▶ _WHAT THIS EXERCISE ASKS_:
a) In the passage on God's openness, what phrase does it suggest imagining in place of "Divine Loneliness"?
b) List each thing that, according to the passage on God's openness, the nature of fragility, death and decay allows life to do.

▶ _PASSAGE PROVIDED_:
_ _ _ _ _

Rather, than imagining God residing in the midst of nothingness, we should envision nothingness as openness.  There is only God and all that there is is God’s very Self.  There is no such thing as nothingness. There is only divine Presence.  Rather than envisioning nothingness, absence, one should imagine an encompassing, overwhelming presence willing to create something never before seen, witnessed or encountered as an expression of will and love.  Rather than imagine “Divine Loneliness” we can imagine “Divine Possibility.”  All possibilities are ever present before God, and God is ever open to them.  Since God creates as an act of will, utterly free and utterly loving, dependent upon no-thing, then creation itself is utterly open since to create any thing from any other thing would consign and inhibit creation with boundaries and parameters independent of and alien to God’s will.  This utter openness of God has been understood as God’s transcendence and God’s immanence and lays the foundation of our understanding of those events that reveal God and what we often call “miracles.”

All worlds realized and unrealized are due to God’s openness and will but are bounded.  The universe (or our encounter with what we call “the universe”) that allows our selves to move and have our being is also the same universe that also moves us from dust to dust and ashes to ashes.  The nature of our own fragility, the fragility of creation, and the nature of death and decay is also that which allows life to be, to come to fruition, to blossom, to expand, to encounter and to be encountered. Where humanity is concerned we can say that we are the universe’s self-contemplation, hence, we must be aware of the wonder and fragility of not just our own existence but that of creation itself.  Our encounter with the said universe is also our encounter with our said selves.  The material and immaterial aspects of our very selves are intrinsically finite just as the universe in which we find ourselves is intrinsically finite no matter the grand and overwhelming realities of such a universe.  God’s openness has declared through Christ that we are not wholly defined by a finite reality but by the infinite reality of God’s will and love. Creatio ex nihilo can only be properly understood in this way.

_ _ _ _ _

▶ _STUDY MATERIAL_:
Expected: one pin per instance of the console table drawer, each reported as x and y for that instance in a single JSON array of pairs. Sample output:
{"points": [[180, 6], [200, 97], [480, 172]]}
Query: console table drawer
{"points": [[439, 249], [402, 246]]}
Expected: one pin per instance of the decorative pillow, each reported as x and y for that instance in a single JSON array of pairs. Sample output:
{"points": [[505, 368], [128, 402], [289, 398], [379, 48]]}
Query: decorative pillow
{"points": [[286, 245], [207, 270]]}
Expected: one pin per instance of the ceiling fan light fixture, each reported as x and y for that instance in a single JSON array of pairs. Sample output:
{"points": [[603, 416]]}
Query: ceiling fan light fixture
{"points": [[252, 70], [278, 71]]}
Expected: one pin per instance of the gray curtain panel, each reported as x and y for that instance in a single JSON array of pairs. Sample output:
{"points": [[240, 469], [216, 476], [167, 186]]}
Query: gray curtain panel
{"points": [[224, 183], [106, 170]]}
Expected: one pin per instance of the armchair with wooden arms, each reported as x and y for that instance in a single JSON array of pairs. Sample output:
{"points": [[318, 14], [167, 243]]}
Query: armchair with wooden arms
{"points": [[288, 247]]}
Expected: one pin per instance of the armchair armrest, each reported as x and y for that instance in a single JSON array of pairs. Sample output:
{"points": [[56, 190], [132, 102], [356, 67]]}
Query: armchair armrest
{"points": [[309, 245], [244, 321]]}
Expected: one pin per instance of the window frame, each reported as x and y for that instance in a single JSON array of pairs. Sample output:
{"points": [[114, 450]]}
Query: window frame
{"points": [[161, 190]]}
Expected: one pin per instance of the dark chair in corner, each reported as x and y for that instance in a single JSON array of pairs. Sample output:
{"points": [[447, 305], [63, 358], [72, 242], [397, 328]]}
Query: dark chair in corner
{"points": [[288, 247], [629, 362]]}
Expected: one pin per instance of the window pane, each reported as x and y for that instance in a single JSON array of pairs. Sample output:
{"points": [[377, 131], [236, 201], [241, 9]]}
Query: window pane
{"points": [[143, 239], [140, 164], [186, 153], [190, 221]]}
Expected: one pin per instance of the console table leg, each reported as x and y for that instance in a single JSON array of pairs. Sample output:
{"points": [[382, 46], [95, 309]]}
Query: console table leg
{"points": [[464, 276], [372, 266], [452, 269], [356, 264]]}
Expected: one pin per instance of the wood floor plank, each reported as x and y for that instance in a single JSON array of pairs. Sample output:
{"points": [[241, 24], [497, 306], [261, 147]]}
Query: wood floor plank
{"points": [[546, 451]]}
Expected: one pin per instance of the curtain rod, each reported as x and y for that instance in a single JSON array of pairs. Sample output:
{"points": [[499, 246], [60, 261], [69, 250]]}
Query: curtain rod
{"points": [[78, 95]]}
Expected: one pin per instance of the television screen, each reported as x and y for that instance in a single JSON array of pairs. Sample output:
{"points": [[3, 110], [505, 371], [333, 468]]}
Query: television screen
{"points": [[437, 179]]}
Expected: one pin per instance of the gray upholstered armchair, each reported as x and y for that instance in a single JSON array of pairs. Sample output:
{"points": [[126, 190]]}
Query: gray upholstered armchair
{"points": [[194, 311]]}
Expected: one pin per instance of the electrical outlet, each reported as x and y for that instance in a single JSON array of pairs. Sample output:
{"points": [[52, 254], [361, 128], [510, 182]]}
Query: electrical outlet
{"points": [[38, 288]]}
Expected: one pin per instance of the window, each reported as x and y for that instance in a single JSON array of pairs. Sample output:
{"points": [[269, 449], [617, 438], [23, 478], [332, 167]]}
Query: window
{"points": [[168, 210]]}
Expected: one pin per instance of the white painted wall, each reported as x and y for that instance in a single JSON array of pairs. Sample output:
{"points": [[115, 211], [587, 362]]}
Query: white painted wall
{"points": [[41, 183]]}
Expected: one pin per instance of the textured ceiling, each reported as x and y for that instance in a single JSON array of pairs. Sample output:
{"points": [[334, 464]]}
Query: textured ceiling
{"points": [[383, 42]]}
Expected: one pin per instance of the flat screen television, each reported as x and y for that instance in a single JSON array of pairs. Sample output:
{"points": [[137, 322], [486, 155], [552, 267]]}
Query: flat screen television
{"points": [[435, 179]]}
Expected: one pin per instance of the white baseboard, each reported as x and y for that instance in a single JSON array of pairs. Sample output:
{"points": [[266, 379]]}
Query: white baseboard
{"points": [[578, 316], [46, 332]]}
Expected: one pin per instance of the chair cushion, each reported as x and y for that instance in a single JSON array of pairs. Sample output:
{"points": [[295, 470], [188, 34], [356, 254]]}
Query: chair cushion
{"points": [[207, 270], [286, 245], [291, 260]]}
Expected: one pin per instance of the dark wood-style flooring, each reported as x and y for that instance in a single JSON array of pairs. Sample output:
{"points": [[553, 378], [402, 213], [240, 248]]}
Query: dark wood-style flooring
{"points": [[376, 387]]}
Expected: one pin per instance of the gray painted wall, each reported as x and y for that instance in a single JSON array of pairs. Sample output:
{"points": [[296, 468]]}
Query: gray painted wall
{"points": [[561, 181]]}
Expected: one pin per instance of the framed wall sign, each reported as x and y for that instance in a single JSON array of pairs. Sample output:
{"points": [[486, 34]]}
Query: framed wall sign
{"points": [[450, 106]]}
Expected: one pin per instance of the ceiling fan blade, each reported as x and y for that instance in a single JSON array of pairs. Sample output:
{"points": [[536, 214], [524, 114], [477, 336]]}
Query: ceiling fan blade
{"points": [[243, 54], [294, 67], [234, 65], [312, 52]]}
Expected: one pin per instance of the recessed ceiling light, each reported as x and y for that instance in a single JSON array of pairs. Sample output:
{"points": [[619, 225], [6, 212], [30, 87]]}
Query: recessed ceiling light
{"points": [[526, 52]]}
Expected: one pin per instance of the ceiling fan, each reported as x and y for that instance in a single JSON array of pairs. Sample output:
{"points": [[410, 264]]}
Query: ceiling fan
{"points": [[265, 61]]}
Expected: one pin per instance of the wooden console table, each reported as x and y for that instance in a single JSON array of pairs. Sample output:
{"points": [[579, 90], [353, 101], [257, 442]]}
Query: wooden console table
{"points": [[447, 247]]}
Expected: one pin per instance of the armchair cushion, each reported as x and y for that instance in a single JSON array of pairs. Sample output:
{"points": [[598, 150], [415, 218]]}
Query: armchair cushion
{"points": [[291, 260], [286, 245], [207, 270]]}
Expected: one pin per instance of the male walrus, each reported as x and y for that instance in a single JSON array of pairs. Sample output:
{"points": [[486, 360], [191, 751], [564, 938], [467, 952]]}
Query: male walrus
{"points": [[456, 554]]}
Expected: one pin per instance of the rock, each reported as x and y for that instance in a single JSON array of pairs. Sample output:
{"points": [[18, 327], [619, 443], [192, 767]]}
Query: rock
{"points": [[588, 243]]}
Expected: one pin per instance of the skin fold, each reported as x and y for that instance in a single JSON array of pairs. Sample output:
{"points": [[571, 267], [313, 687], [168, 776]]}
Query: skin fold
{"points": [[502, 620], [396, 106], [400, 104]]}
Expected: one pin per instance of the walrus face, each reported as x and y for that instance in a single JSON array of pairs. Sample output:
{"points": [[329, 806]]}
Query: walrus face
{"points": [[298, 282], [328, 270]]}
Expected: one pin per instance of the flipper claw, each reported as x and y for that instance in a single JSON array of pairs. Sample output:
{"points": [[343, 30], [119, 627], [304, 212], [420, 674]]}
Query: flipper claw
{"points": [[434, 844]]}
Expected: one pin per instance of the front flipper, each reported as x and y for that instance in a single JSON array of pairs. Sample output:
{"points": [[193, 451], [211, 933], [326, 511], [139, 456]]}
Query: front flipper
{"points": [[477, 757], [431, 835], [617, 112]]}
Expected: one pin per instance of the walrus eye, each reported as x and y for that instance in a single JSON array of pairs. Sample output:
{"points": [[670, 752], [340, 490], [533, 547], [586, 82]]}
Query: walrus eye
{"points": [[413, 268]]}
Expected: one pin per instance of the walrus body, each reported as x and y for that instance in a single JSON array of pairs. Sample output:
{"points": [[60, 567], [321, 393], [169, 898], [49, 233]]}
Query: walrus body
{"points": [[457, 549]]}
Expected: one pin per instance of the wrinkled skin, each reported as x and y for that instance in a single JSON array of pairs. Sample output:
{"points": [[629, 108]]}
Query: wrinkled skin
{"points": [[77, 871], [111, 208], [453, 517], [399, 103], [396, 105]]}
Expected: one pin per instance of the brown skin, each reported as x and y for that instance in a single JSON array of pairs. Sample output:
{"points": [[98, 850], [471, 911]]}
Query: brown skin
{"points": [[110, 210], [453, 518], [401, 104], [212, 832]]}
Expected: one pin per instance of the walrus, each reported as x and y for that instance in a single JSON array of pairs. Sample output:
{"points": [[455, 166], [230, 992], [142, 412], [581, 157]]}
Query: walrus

_ _ _ _ _

▶ _ANSWERS PER TASK_:
a) "Divine Possibility."

b) To be, to come to fruition, to blossom, to expand, to encounter, and to be encountered.